[TASK MATERIAL Boundary: Start]

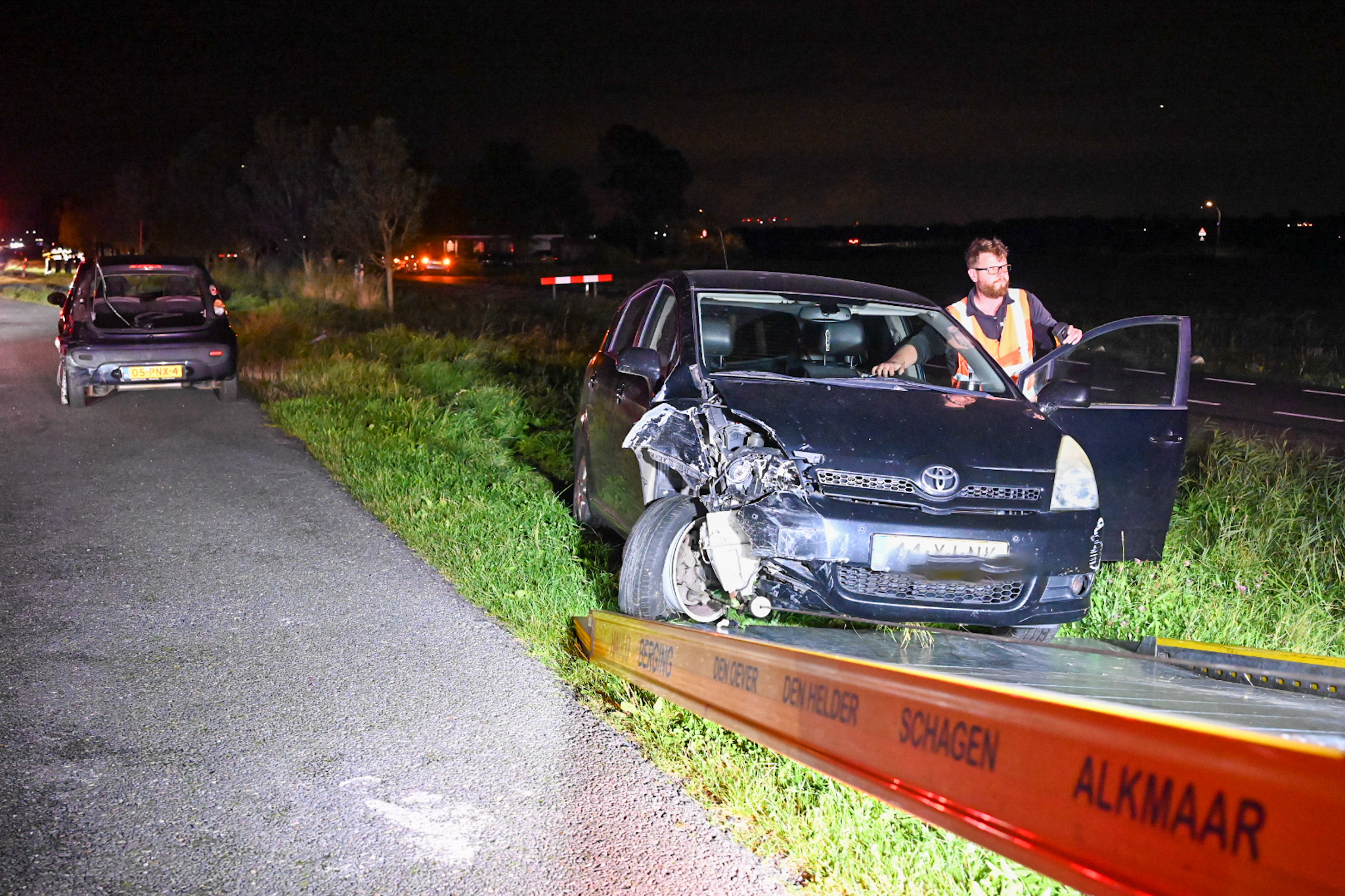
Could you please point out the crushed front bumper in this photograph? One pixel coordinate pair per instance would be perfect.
(817, 555)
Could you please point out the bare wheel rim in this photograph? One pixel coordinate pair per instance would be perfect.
(581, 509)
(686, 578)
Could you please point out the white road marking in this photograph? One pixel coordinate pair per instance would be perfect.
(363, 781)
(449, 834)
(1310, 417)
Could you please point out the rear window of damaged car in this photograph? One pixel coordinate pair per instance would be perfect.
(831, 337)
(159, 299)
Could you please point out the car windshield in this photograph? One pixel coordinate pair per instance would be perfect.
(148, 300)
(833, 337)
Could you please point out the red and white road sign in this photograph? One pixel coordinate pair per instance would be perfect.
(577, 278)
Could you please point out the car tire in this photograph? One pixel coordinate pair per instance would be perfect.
(72, 393)
(662, 571)
(580, 505)
(1028, 633)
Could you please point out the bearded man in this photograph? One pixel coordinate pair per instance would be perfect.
(1001, 319)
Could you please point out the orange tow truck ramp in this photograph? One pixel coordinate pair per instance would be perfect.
(1109, 770)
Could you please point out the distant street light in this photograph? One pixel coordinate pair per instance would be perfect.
(1219, 222)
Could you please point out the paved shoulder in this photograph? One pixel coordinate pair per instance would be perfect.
(221, 675)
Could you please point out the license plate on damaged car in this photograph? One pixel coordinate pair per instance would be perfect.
(152, 372)
(894, 551)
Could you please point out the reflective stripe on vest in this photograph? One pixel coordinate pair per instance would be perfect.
(1012, 351)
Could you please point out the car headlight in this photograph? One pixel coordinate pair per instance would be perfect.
(1076, 486)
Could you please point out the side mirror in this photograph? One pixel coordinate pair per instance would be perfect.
(1064, 394)
(640, 362)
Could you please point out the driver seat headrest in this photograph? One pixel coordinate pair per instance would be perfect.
(716, 337)
(841, 337)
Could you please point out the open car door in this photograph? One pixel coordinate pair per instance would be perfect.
(1134, 429)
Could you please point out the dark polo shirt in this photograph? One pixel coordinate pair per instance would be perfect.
(1043, 327)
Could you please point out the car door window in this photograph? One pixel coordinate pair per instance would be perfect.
(628, 324)
(659, 331)
(1128, 363)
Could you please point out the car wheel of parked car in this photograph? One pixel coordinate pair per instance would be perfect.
(72, 393)
(579, 499)
(662, 570)
(1028, 633)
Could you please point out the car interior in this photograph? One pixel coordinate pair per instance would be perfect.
(148, 301)
(817, 339)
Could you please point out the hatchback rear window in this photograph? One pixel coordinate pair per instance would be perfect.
(150, 300)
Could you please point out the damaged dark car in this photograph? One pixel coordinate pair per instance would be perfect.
(731, 430)
(144, 323)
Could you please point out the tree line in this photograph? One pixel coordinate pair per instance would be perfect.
(304, 194)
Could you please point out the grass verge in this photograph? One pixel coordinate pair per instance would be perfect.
(458, 445)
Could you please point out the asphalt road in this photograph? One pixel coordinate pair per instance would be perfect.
(222, 676)
(1270, 406)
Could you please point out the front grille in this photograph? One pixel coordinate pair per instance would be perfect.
(865, 481)
(1001, 494)
(900, 587)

[TASK MATERIAL Boundary: End]

■ WHAT YOU WILL DO
Exclude every picture, then reproduce the remaining data character for character.

■ TASK OUTPUT
Could you please point out the crushed front bumper in this photograph? One pixel coordinate pair per instance would be perfect.
(817, 555)
Could you please point out the bare wheel rim in this photograph? One pixel coordinate pair per instance would be perfect.
(581, 509)
(686, 578)
Could you please point out the white road marking in this photograph? One pixel coordinate pair per instance would be perfect.
(363, 781)
(449, 834)
(1310, 417)
Could you please point out the rear window of damaged car in this photograph? One pixel coordinate pair per instance would be perfect.
(831, 337)
(159, 299)
Could you please point out the car windshield in this photograph? One pixel coordinate pair per instance would be perfect.
(148, 300)
(833, 337)
Could you please point out the red and white road sign in this photograph? One pixel coordinate pair per instance would be perfect.
(577, 278)
Could you please point out the car tire in this photograph? One pixel coordinate pair per instance would be perfect.
(72, 393)
(662, 571)
(580, 505)
(1028, 633)
Could you please point out the bearded man in this photograph? One pixel coordinate pair per instance would be perfect.
(1001, 319)
Could you please point out the orange tow truck ramp in this photograph? One pixel coordinate pair per instance would be perfect.
(1109, 770)
Could you please point out the distant street light in this photograph? One pixel coordinate pair per instance would be perfect.
(1219, 222)
Could you please point out the paved shoulder in this photograph? One pixel coordinate pair per instance would be perfect.
(221, 675)
Could you please point out the license plate on damaged car in this photograph? One pixel coordinate pair per instance would be perfect.
(152, 372)
(894, 551)
Could you please point out the reflective stripe on vest in this photograph? One pixel coordinate pair per instance would be perfect.
(1012, 351)
Could you please point out the car headlight in this photograph? One pixel coordinate pair per instance would be perfect.
(1076, 486)
Could you please point out the side mirror in this photograph? One pixel coordinate pair per instance would be perfect.
(1064, 394)
(640, 362)
Could you please point out the driver seat headrest in this photograph? One pixel coordinate pair per instance would be perfect.
(716, 337)
(841, 337)
Could you please point out the open car door in this photograph? One pixel coordinate pair per instance would be perfect.
(1134, 429)
Could you please point out the dark polo shirt in this photograph? One pixel coordinate pair per instance would be perfect.
(1043, 327)
Could you please point out the car door window in this photograph? One pixel coordinate pair per instance would be perfect.
(628, 324)
(659, 331)
(1128, 363)
Could you please point out the car wheel of parked car in this photograph? One pixel coordinate pair per instance would be perfect.
(72, 393)
(579, 499)
(662, 570)
(1028, 633)
Could you please point out the car interior in this photograph? One pixel coordinate pair per instance would be perfect.
(148, 301)
(817, 339)
Could you please point out the hatchback rear window in this photograph? One pixel coordinate pair per instance would be perfect.
(150, 300)
Could you please point out the damaged dark car in this photograph? One pixel coordinate pair per instance would be perfect.
(731, 430)
(144, 323)
Could you please point out the tree line in this photograph? One pixel coordinate pair per instance would be perfect.
(304, 194)
Could you please point out the grass verge in this photograph? One pixel coordinate pair per instance would be perfect.
(458, 445)
Could you please point out the asphalt road in this photograph? One pixel coordinate pair per instance would be perfect.
(222, 676)
(1270, 406)
Could you please point out the front grille in this photograph? One pixel coordinate pair per instance would be perfect.
(865, 481)
(1001, 494)
(900, 587)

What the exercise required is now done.